Exercise task: Reproduce every one of the records below, substituting "Annotation task" for each occurrence of "Labeling job" and leaving everything else unchanged.

Material:

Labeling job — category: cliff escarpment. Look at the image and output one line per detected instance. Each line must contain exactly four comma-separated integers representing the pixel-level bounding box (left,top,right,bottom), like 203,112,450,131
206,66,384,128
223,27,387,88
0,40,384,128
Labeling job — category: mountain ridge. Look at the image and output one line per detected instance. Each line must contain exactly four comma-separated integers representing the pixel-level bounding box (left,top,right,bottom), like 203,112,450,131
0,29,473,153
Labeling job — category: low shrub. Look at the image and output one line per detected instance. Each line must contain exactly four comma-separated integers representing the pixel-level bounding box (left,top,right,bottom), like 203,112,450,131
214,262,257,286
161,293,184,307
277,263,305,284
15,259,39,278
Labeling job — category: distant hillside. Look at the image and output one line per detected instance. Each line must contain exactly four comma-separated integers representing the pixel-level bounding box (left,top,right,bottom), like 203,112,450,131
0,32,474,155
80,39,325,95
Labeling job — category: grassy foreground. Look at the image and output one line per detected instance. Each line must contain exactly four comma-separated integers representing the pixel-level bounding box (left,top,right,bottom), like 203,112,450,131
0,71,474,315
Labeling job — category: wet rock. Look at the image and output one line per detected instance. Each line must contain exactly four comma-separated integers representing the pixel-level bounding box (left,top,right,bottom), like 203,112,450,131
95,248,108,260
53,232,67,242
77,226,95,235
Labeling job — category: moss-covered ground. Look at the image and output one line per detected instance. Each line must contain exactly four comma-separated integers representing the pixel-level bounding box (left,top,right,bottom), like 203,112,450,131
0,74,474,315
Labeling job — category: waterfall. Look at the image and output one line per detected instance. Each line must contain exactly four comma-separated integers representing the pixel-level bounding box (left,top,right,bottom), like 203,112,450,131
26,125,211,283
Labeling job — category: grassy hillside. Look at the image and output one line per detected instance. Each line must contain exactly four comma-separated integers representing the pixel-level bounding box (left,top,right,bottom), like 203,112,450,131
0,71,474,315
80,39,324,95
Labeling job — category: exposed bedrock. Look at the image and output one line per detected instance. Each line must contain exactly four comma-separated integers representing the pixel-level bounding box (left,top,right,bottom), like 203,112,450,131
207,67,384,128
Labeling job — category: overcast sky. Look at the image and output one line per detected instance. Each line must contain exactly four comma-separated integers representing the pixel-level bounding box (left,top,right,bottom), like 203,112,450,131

Response:
Annotation task — category: cliff escarpment. Look at the image and output one line per detected instance. Each line must contain exactly four comma-separated integers representing the pixel-level bounding box (left,top,right,bottom), like 203,112,450,131
206,66,384,128
223,27,387,88
0,40,384,128
Annotation task — category: mountain ridge. Look at the image and output one line per detected instance. Each line must contain exactly four comma-separated integers representing the pixel-level bounding box (left,top,right,bottom), like 203,112,450,131
0,29,473,153
Annotation task — category: low shrub. Look at the image and output one line per detected instance. Each line must contain exactly four comma-separated integers representing the pixel-level bounding box (left,top,right,bottom), like 203,112,450,131
214,262,257,286
161,293,184,307
277,263,305,284
15,259,39,278
Annotation task — category: distant hillside. Look at the image and output one line per detected instance. Each line must contain exactly four comma-separated integers representing the pixel-level bounding box (left,top,right,bottom), like 203,112,450,131
0,32,474,155
80,39,325,95
Annotation task — category: grassy foreground. Look at the image and output one line per detected instance. Each line must contain exactly four comma-separated integers representing the pixel-level bounding box (left,top,right,bottom), like 203,112,450,131
0,71,474,315
Annotation task — category: wet rock. Look at the image and output one line per detected instance. Each line must contain exactly four comma-separated integers representing the pixel-level bounding box (left,top,right,bottom), like 203,112,450,131
95,248,108,260
53,232,67,242
77,226,95,235
Annotation task — category: moss-covered ground. Look at the image and output one line per detected instance. Each line must contain exactly four comma-separated integers representing the pixel-level bounding box (left,top,right,bottom), like 203,112,450,131
0,74,474,315
Annotation task — category: waterfall. Look at the image and output one line per detected instance. Each line must contain exactly four comma-separated integers representing the pixel-level bounding box (left,top,right,bottom), like 203,112,450,131
26,125,211,283
Annotation task — category: grassy hillside. Look at the image and output one line per detected instance. Each line must contain exactly four comma-separated integers representing the pixel-level bounding box (left,top,right,bottom), like 203,112,450,131
0,71,474,315
80,39,324,95
Annotation task — category: exposed bedrock. Look at the image and output one line per detected instance. Each line must contain exactly four comma-separated integers representing the pixel-level bounding box (left,top,right,bottom), like 203,112,450,131
207,67,384,128
Annotation task — category: overcast sky. Look at the image and output one line per detected instance. Each line must contain exactly four comma-separated integers representing the pixel-level bounding box (left,top,right,bottom), like 203,112,450,131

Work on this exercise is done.